- WORK REQUIRED -
Every entry that follows must be written out exactly, apart from its pictures.

(Stored data entries)
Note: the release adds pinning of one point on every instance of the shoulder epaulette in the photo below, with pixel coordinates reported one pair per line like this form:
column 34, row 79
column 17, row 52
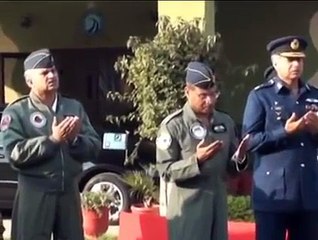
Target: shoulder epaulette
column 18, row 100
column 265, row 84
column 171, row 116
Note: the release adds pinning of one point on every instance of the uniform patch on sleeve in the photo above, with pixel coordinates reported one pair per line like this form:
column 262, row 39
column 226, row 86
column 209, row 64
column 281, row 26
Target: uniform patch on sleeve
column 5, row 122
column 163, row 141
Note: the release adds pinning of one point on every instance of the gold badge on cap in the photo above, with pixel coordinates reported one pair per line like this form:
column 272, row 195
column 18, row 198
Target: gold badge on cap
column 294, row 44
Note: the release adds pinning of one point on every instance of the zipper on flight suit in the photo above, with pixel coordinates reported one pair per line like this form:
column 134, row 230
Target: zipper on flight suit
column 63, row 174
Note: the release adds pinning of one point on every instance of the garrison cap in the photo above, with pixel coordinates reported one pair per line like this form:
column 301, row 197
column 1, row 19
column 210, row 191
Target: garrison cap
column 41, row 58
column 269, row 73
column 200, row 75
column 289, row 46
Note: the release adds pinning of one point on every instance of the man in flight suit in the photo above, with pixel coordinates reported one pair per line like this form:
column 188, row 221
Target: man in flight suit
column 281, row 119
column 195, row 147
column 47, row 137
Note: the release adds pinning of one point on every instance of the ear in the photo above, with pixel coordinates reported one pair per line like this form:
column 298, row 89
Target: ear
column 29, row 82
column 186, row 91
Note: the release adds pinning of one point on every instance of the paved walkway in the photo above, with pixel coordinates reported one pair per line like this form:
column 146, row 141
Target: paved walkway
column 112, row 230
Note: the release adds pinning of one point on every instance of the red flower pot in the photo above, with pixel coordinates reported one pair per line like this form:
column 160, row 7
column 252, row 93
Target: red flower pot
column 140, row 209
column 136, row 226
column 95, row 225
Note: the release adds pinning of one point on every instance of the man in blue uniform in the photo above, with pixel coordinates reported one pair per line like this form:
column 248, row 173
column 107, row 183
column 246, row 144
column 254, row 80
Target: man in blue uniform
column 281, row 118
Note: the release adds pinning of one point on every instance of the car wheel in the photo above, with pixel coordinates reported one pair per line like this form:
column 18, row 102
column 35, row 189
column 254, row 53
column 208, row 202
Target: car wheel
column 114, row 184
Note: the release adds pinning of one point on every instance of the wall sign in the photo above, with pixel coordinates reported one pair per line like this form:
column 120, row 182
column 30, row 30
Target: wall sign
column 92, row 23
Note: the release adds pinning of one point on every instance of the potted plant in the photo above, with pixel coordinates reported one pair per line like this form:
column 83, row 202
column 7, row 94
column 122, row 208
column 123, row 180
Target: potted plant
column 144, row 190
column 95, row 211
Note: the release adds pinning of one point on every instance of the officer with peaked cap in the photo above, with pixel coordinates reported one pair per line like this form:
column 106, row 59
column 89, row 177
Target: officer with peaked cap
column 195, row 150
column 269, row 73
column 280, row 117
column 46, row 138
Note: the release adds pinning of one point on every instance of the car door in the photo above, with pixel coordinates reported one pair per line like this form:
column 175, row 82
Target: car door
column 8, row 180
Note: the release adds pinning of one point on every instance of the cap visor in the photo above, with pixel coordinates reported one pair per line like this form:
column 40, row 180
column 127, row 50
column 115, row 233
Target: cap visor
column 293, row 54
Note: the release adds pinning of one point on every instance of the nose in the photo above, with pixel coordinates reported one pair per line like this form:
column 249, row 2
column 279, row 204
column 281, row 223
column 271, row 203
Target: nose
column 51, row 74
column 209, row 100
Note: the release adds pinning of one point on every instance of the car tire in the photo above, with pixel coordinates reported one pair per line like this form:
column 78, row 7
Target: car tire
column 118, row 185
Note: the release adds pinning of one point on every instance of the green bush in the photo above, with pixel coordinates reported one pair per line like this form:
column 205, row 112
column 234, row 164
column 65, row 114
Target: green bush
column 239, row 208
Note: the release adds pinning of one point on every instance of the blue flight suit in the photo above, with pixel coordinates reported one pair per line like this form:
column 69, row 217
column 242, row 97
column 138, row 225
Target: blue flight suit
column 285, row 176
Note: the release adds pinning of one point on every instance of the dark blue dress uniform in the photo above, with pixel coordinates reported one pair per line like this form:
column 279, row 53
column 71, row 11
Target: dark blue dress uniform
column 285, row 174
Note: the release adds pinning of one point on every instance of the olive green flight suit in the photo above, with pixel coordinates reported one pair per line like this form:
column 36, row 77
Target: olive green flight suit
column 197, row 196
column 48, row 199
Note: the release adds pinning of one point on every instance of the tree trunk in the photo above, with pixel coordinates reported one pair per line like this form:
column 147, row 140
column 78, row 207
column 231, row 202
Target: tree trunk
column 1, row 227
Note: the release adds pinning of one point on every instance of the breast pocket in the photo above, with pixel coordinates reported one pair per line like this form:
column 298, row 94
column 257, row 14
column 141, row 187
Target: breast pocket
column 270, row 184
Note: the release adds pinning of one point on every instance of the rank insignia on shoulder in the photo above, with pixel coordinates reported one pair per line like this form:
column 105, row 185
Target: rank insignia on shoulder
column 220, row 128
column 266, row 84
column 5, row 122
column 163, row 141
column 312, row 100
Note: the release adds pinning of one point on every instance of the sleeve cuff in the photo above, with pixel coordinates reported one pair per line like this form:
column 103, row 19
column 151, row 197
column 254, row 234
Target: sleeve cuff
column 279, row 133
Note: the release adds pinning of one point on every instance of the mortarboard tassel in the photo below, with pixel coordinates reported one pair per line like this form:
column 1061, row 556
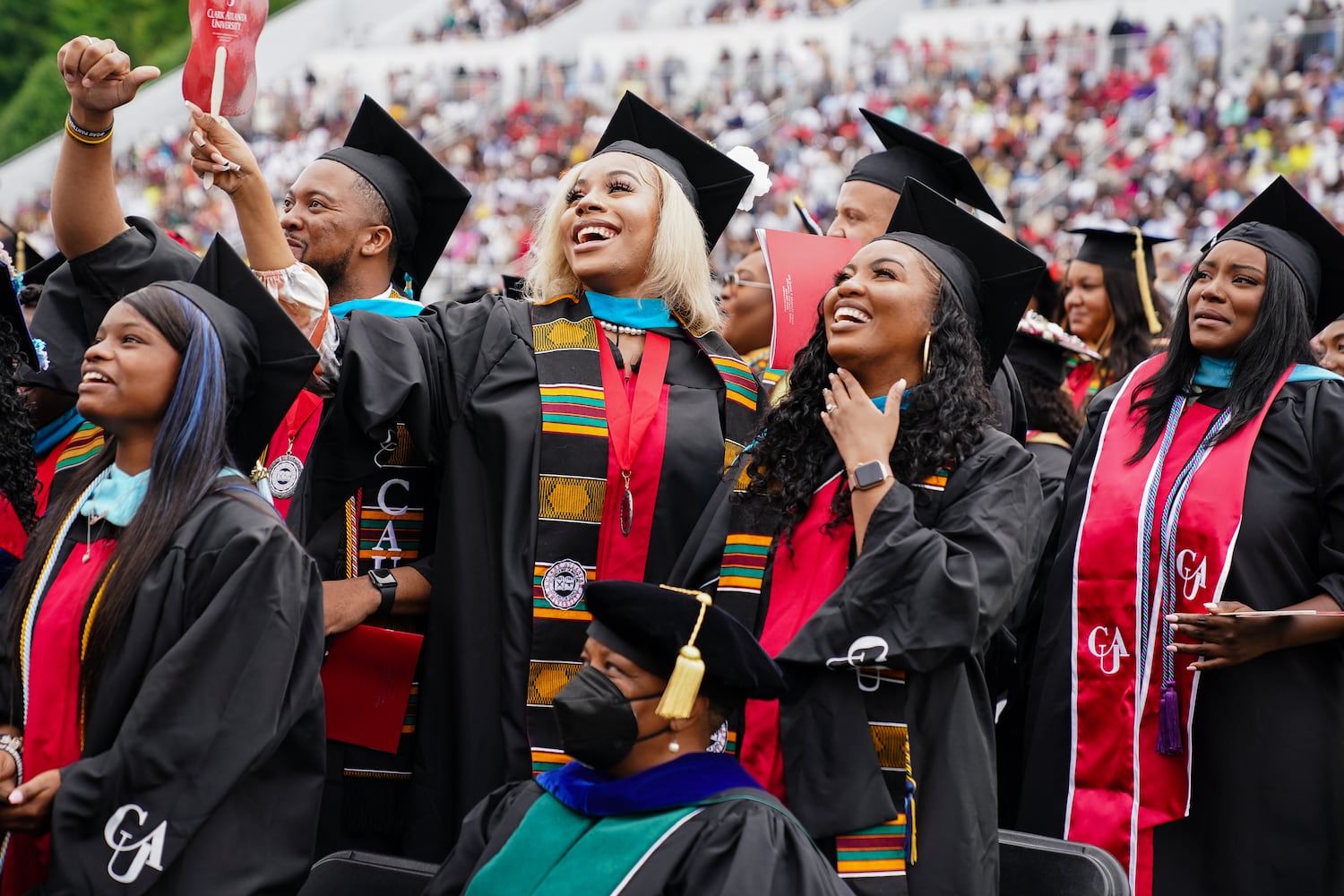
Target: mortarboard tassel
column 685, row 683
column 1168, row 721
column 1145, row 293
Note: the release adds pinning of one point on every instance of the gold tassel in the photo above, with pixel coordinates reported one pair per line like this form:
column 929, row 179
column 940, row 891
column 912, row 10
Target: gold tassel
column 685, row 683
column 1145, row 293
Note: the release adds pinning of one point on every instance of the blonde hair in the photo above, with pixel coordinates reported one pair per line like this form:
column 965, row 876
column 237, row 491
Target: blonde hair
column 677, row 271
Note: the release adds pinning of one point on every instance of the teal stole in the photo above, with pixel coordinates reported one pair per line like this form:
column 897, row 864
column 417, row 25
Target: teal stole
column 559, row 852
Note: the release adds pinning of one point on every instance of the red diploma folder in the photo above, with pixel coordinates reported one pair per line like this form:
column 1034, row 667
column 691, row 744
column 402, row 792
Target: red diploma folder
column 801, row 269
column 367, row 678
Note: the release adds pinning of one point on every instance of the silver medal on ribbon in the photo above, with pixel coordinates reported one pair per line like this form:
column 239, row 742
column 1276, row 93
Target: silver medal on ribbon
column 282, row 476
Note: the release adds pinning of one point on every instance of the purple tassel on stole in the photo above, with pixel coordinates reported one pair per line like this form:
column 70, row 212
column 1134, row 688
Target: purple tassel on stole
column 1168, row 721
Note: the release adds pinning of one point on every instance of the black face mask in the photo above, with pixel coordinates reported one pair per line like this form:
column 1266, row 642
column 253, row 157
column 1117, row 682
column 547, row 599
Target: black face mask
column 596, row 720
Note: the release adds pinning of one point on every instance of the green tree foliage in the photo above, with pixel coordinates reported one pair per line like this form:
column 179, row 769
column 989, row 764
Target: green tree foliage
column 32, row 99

- RESPONSE BOX -
Note: the release adds pinning of one point on every instance of the shoulder epaulette in the photo below, with pixel coordinates reported one pair per line like this form:
column 34, row 79
column 17, row 52
Target: shoulder epaulette
column 18, row 100
column 265, row 84
column 171, row 116
Note: the release adds pinning of one point on every instance of the uniform patch on sleeve in the photo above, with pixel coordinates reported one pair per line like this form:
column 262, row 39
column 226, row 86
column 209, row 64
column 281, row 26
Target: uniform patch on sleeve
column 5, row 122
column 163, row 141
Note: the release adds pinning of one point on every instance of the gold badge on cap in the photo above, with pixel coordinates reported one pair per line like this form:
column 272, row 195
column 18, row 198
Target: gold badge on cap
column 294, row 44
Note: the release adds pinning of one point on every instance of the zipper on flight suit in the photo above, with pixel coordinates reported one pair per line like this form:
column 134, row 230
Target: zipper on flight suit
column 63, row 174
Note: the release adds pinning of one point on every instance of the garrison cap in the photo above, with pixel coordinates reported one pair per line like this form:
column 301, row 197
column 1, row 19
column 210, row 191
Target: garrison cap
column 41, row 58
column 269, row 73
column 200, row 75
column 289, row 46
Note: the release adds pinning of one point on every instance of the man in flight suit in the photo above, with pixel coordinates reported one pair per line like this form:
column 188, row 221
Target: man in flight suit
column 281, row 119
column 195, row 147
column 47, row 137
Note: the release adds pinning of one point on every instance of the ear in the photo above, with pixel coordinates reported one pair per line like this form:
column 298, row 89
Target: ear
column 29, row 82
column 186, row 91
Note: the release adds pinning of one point on every instance of the paved walkway in the photo above, with pixel coordinates reported one pair per line like this form:
column 146, row 141
Target: paved walkway
column 112, row 230
Note: the release adds pinning of one point on every instance of the red flower pot in the photo above, with pixel coordinates reported one pair per line like this form:
column 160, row 7
column 252, row 93
Target: red flower pot
column 140, row 209
column 136, row 226
column 95, row 225
Note: the release adds pinning of one point on every instance of the man in blue uniform in the photo above, with pixel coordinates reported one pair per line like this form:
column 248, row 173
column 107, row 183
column 246, row 144
column 254, row 80
Target: man in blue uniform
column 281, row 118
Note: the release adds pinning of one point on every instance of the car wheel in the photo above, with pixel coordinates reported one pair per line like this form:
column 18, row 102
column 35, row 189
column 254, row 53
column 208, row 202
Target: car wheel
column 114, row 184
Note: the release adds pinning of one point on every instance of the wall sign in the photo above, with pixel coordinates reported one pair per line like this form:
column 120, row 182
column 30, row 30
Target: wall sign
column 92, row 23
Note: the release adds pinning of one point on every instance of the potted plant in the photo above, with pixel coordinates reported one pair per line like this form:
column 83, row 202
column 7, row 94
column 122, row 208
column 123, row 180
Target: potted plant
column 144, row 190
column 95, row 211
Note: the release adds pinning of one point on every instance of the officer with peaked cap in the photo above, with pixel coordinates reported one pair per line like this form:
column 106, row 59
column 89, row 177
Target: officer with peaked cap
column 195, row 150
column 269, row 73
column 280, row 117
column 46, row 138
Note: the release adds pinning of one point on every instance of the car door in the photo above, with pixel coordinates reported one pair per line like this form:
column 175, row 82
Target: car door
column 8, row 180
Note: the release adds pinning of one point on every instance of the cap visor in the photo above, with pixel coordinates reported one pair per line like this form:
column 40, row 180
column 127, row 50
column 115, row 233
Target: cap visor
column 293, row 54
Note: the release adds pinning of one point on every instance of the nose in the photo above, with pixel coordinates reported one pair per line like this form:
column 249, row 2
column 279, row 204
column 281, row 223
column 271, row 203
Target: nose
column 51, row 74
column 209, row 100
Note: the release adds pinning of one point on every instance of the car tire in the photo above, with pixel coordinates reported one pair per line like this form:
column 78, row 7
Target: car tire
column 118, row 185
Note: the release adds pinning of one point on every instance of the green bush in the photo above, with pixel coordinates reported one pair per line like this form:
column 205, row 112
column 234, row 164
column 65, row 114
Target: green bush
column 239, row 208
Note: the release adds pinning of one point on every instance of the blue flight suit in the photo above, with pixel coordinates reported one pair per line like this form:
column 69, row 217
column 242, row 97
column 138, row 225
Target: blue flight suit
column 285, row 176
Note: the release adds pinning of one point on every instance of the dark blue dress uniform in the photo above, with pixel coordinates reported one pair per line like this form:
column 279, row 53
column 71, row 11
Target: dark blue dress uniform
column 285, row 174
Note: the release adds pinning of one point on every instance of the olive green flight suit in the photo above, with pixel coordinates reported one pair per line like this form:
column 36, row 77
Target: olive green flight suit
column 197, row 196
column 48, row 199
Note: the release adds pinning of one point on every instance of the tree trunk in the photo above, with pixel coordinates reported one pair per line like this form:
column 147, row 140
column 78, row 207
column 231, row 202
Target: tree trunk
column 1, row 227
Note: the release adds pinning of one point on every instance of the breast pocket in the photo above, with pixel coordinates reported one pair per line like this form:
column 298, row 94
column 257, row 14
column 141, row 187
Target: breast pocket
column 270, row 184
Note: the release adds pinning of one point on every instance of the rank insignia on shoulder in the photo above, with pixel coordinates reported one pair per line like this form:
column 105, row 185
Target: rank insignia on shoulder
column 220, row 128
column 266, row 84
column 5, row 122
column 163, row 141
column 312, row 100
Note: the release adds pinning of one point on every instance of the sleeve cuff in the photo above, with pixel coordinates reported one pair per line like this form:
column 103, row 19
column 151, row 197
column 254, row 234
Target: sleeve cuff
column 279, row 133
Note: the release adds pinning of one point on every instance of the mortarboard tassel in the photo below, with pixel coordinates reported one pair per line like this form:
column 1061, row 556
Target: mortarboard tassel
column 685, row 683
column 1168, row 721
column 1145, row 293
Note: the release adds pinning of one point on every instance of the gold tassel in the photo above, with pixel coordinates reported one pair per line like this form:
column 929, row 179
column 940, row 891
column 912, row 10
Target: gold tassel
column 685, row 683
column 1145, row 293
Note: the release adds pinning of one point on every instance of the blonde hair in the photo above, with pixel coordinates reported one pair per line like this form:
column 965, row 876
column 237, row 491
Target: blonde hair
column 677, row 271
Note: the release adds pinning of one point on every instance of the teal stole in the photo above, with pixel coordinates reported one pair per line like this form:
column 897, row 864
column 417, row 25
Target: teal stole
column 559, row 852
Note: the release adds pinning of one point on every instance of the red diploma folder in the photo above, with pixel coordinates reported one pair per line like this form:
column 1034, row 667
column 691, row 744
column 402, row 792
Target: red diploma folder
column 801, row 269
column 367, row 678
Note: the release adds pinning of one point on every instance of the silver medal on ribbon in the photo above, with pixel coordinates reported one pair per line like this form:
column 239, row 742
column 1276, row 93
Target: silver medal on ribbon
column 282, row 476
Note: the release adds pinning of one point on every instance of the purple tassel on stole in the photo above, with pixel coordinates reported one pair per line like this form:
column 70, row 212
column 1134, row 688
Target: purple tassel on stole
column 1168, row 721
Note: the release adds pinning of one point on every instance of the black face mask in the photo above, with pixel coordinates reported one pair per line like this form:
column 1266, row 642
column 253, row 157
column 1117, row 682
column 547, row 599
Target: black face mask
column 596, row 720
Note: the release adds pinning of one point on every instance of the green tree foliage in the photo above, with pixel coordinates reported one pair per line like this form:
column 179, row 769
column 989, row 764
Target: green tree foliage
column 32, row 99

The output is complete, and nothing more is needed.